** What this exercise asks **
• 1. Set down the stretch of the mental health update below from "So I haven’t" through "put on medication.", copying it word for word.
• 2. In the mental health update below, how much weight does the writer report gaining since being an inpatient and put on medication?

Excerpt to read: Begin

So I haven’t done a proper mental health update for a while and as it’s coming to the end of the year I’m going too do an update.
I have been sectioned twice in the last few months. I’m now out of hospital after a pretty traumatic time in there!
Since coming out of hospital I’ve stopped my medication.
I’ve put on three stone since being inpatient and put on medication.
I was eating all the foods I fancied and this made me gain so much weight so quickly as well as basically sat on my bed all day everyday. Also put back on too antipsychotic medication.
So since I’ve came out of hospital I weighed myself and I was so shocked! I’ve started diet pills and my gp referred me to slimming world which I start tomorrow.
I’ve stopped the antipsychotic medication and I’m currently doing ok. I’m going to my meetings, keeping myself active everyday and trying to push though all the bad thoughts and voices!
I went too a private Therapist to start therapy but I’ve decided I want to wait a bit. I’m not sure if I’m ready to talk about my past and trauma, even though I feel it’s holding me back!
Unfortunately I’ve started drinking too much Alcohol. This is probably not helping with my weight!
I’m looking forward to Christmas this year! I’m trying to make it a brilliant time for my family! I know it’s going to be really tricky and I’m going to get upset with my mums behaviour, but I want to make my family happy so I’m going to try my best to stay strong!
I’m really trying so hard to get along with my Family!
So I guess that’s where I’m up too!
I hope you all have a good Christmas and stay safe!
I’m here for anyone if you want to talk or struggling!

Excerpt to read: End
Available data: Begin

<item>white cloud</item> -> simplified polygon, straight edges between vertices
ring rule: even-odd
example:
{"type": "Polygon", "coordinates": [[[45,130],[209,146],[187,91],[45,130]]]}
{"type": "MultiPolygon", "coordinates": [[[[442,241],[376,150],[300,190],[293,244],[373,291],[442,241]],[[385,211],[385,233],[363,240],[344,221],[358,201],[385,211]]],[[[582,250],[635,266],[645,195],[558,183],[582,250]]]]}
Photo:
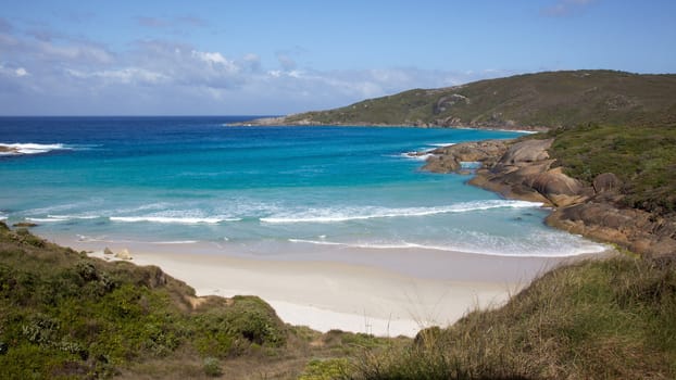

Available data: End

** Solutions to the tasks **
• 1.
So I haven’t done a proper mental health update for a while and as it’s coming to the end of the year I’m going too do an update.
I have been sectioned twice in the last few months. I’m now out of hospital after a pretty traumatic time in there!
Since coming out of hospital I’ve stopped my medication.
I’ve put on three stone since being inpatient and put on medication.

• 2. Three stone.